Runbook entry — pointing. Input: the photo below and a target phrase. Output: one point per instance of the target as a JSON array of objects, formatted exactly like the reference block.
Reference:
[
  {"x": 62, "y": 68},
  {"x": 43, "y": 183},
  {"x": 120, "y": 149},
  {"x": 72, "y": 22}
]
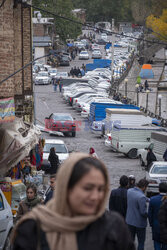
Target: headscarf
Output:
[
  {"x": 55, "y": 218},
  {"x": 92, "y": 150}
]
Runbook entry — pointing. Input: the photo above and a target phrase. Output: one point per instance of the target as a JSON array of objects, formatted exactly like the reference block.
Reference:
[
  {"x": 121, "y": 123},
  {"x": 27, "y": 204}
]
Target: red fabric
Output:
[{"x": 92, "y": 151}]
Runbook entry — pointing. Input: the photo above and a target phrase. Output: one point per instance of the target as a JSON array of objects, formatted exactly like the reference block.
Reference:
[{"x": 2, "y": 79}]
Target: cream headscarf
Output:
[{"x": 55, "y": 218}]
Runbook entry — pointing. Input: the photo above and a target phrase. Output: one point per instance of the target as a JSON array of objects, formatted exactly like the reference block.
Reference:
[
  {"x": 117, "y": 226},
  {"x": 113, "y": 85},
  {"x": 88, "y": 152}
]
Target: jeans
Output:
[
  {"x": 141, "y": 235},
  {"x": 157, "y": 245},
  {"x": 55, "y": 87}
]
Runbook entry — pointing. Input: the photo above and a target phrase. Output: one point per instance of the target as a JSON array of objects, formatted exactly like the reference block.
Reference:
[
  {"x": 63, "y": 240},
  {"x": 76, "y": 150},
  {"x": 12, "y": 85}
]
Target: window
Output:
[
  {"x": 1, "y": 203},
  {"x": 60, "y": 148}
]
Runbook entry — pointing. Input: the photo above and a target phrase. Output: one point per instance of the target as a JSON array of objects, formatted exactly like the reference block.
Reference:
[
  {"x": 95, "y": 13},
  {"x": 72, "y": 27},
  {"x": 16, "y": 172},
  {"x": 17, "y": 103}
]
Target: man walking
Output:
[
  {"x": 118, "y": 197},
  {"x": 154, "y": 206},
  {"x": 136, "y": 216},
  {"x": 49, "y": 194}
]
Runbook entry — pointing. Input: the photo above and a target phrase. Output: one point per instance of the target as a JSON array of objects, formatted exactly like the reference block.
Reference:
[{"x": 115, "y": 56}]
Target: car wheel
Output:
[
  {"x": 142, "y": 164},
  {"x": 7, "y": 245},
  {"x": 73, "y": 134},
  {"x": 132, "y": 154}
]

What you need to do »
Return every record exactly, leaving out the pictures.

Written solution »
Runbook entry — pointing. Input: the photo below and a target phrase. Output: one point per instance of the target as a JSON array of objects, formatted exactly like the reference block.
Reference:
[
  {"x": 62, "y": 68},
  {"x": 43, "y": 183},
  {"x": 120, "y": 149},
  {"x": 72, "y": 22}
]
Target: headscarf
Output:
[
  {"x": 55, "y": 218},
  {"x": 92, "y": 150}
]
Runbook entry — pointing. Input: the photo above and a target phrase. Output: one point per instance of the target as a JSON array of objects, formatted exactly like the reference block.
Reference:
[
  {"x": 121, "y": 123},
  {"x": 27, "y": 204}
]
Target: red fabric
Output:
[{"x": 92, "y": 151}]
Runbook entry — pointing. Input: the photo above and a target phrase. Output: one point per instance of the target as a JSON array of objects, formatted exactly like the reference block.
Reference:
[{"x": 2, "y": 79}]
Target: cream headscarf
Output:
[{"x": 55, "y": 218}]
Runbook entry — pointing. Input: the photo above and a target phrase. Output: one point per instance of the target as a JSON array of objects, formatted exactly like the reference block.
Reference:
[
  {"x": 117, "y": 226},
  {"x": 113, "y": 85},
  {"x": 88, "y": 152}
]
Target: jeans
Output:
[
  {"x": 141, "y": 235},
  {"x": 157, "y": 245},
  {"x": 55, "y": 87}
]
Runbook entry — pointing. Input: the photo above and a target phrase. Output: one point per instance of the target as a JSON array of objects, formatted exactly like the reference block.
Reference:
[
  {"x": 63, "y": 240},
  {"x": 76, "y": 150},
  {"x": 12, "y": 85}
]
Target: window
Output:
[
  {"x": 1, "y": 203},
  {"x": 60, "y": 148}
]
Runbook entry — pointing. Input: the photo above and a target phrase. Output: one point per instance of the target as a JSON array of objects, formatted exactly like the reference block.
Reference:
[
  {"x": 95, "y": 13},
  {"x": 72, "y": 27},
  {"x": 16, "y": 172},
  {"x": 17, "y": 103}
]
Target: man walking
Output:
[
  {"x": 118, "y": 197},
  {"x": 154, "y": 206},
  {"x": 136, "y": 216},
  {"x": 49, "y": 194}
]
Runbook entry — pointing. Input: the photo above and a target phrase. Output: one point per instance of the target as a JSON array of objects, formatted exactly like the reference block.
Reference:
[{"x": 115, "y": 56}]
Target: car wheel
Output:
[
  {"x": 142, "y": 164},
  {"x": 7, "y": 245},
  {"x": 73, "y": 134},
  {"x": 132, "y": 154}
]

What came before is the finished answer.